======== RECORDS FOR THE TASK ========
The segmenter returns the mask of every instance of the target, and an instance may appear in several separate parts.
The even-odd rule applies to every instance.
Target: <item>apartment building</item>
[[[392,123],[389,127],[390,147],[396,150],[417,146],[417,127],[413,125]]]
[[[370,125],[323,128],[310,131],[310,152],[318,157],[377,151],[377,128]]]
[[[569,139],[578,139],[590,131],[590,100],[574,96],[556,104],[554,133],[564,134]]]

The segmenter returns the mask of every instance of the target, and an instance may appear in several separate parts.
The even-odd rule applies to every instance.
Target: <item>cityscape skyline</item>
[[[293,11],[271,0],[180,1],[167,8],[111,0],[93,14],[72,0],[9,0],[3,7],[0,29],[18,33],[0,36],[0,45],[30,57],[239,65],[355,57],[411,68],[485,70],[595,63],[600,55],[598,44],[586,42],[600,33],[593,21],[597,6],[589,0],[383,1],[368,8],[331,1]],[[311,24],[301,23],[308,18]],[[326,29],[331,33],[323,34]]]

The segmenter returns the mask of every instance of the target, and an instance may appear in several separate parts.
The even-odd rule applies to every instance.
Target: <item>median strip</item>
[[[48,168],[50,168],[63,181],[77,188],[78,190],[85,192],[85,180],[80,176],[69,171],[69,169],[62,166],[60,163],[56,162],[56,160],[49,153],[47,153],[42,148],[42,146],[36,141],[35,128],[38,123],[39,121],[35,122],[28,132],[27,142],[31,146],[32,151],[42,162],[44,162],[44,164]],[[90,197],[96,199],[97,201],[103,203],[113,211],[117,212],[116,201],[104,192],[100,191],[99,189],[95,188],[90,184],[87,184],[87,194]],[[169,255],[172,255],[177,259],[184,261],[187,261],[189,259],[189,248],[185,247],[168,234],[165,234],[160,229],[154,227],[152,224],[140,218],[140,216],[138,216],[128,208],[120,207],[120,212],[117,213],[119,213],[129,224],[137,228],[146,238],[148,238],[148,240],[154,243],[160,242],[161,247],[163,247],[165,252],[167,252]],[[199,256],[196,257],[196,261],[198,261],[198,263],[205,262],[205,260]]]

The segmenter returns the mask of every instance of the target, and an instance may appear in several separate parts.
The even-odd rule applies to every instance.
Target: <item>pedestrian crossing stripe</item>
========
*YOUR TASK*
Update the rows above by changing every "segmenter" to "labeling tool" and leaving everything else as it is.

*ANSWER TO THIS EXERCISE*
The labeling tool returns the mask of every instance of the target, and an instance may appear in several separate parts.
The even-odd rule applies to every instance.
Target: <item>apartment building</item>
[[[392,123],[389,127],[390,147],[396,150],[417,146],[417,127],[413,125]]]
[[[370,125],[323,128],[310,131],[310,152],[318,157],[377,151],[377,128]]]
[[[569,139],[578,139],[590,131],[590,100],[574,96],[556,104],[554,133],[564,134]]]

The labeling tool returns the mask of every instance of the target, and an instance may appear in several separate parts.
The even-odd rule applies to every instance.
Target: <item>cityscape skyline</item>
[[[293,11],[271,0],[180,1],[167,8],[111,0],[93,14],[72,0],[9,0],[3,7],[0,29],[18,33],[0,36],[0,45],[30,57],[239,65],[355,57],[411,68],[485,70],[595,63],[600,55],[598,44],[586,42],[600,33],[593,21],[597,6],[589,0],[383,1],[368,8],[331,1]],[[311,24],[301,23],[308,18]],[[326,29],[331,33],[323,34]]]

The labeling tool returns the mask of every instance of the target, and an instance may appear in several separate parts.
The even-odd rule applies to every instance.
Target: <item>median strip</item>
[[[48,168],[50,168],[63,181],[77,188],[78,190],[85,192],[85,180],[80,176],[69,171],[69,169],[62,166],[60,163],[56,162],[56,160],[49,153],[47,153],[42,148],[42,146],[36,141],[35,128],[38,123],[39,121],[35,122],[28,132],[27,142],[31,146],[32,151],[42,162],[44,162],[44,164]],[[90,197],[96,199],[97,201],[103,203],[113,211],[117,212],[116,201],[104,192],[100,191],[99,189],[95,188],[90,184],[87,184],[87,194]],[[169,255],[172,255],[177,259],[184,261],[187,261],[189,259],[189,248],[185,247],[168,234],[165,234],[160,229],[154,227],[152,224],[140,218],[140,216],[138,216],[128,208],[120,207],[120,212],[117,213],[119,213],[129,224],[137,228],[146,238],[148,238],[148,240],[154,243],[160,242],[161,247],[163,247],[165,252],[167,252]],[[199,256],[196,257],[196,261],[198,261],[198,263],[205,262],[205,260]]]

The labeling tool returns the mask of every instance of the target, and an instance may appear in several separate parts.
The even-odd rule applies to every instance.
Target: <item>pedestrian crossing stripe</item>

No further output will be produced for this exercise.